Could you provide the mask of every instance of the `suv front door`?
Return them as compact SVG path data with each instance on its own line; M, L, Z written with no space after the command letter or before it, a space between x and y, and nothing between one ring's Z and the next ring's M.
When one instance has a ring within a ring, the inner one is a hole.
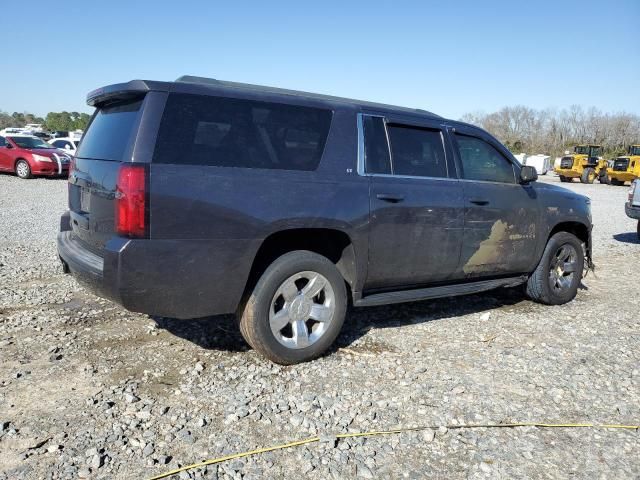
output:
===============
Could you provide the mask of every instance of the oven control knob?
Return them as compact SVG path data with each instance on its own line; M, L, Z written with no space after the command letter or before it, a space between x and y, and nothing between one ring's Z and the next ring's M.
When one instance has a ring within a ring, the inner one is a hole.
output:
===============
EXERCISE PROMPT: Check each line of the data for the word "every", then state only how many lines hold it.

EXERCISE RESPONSE: 2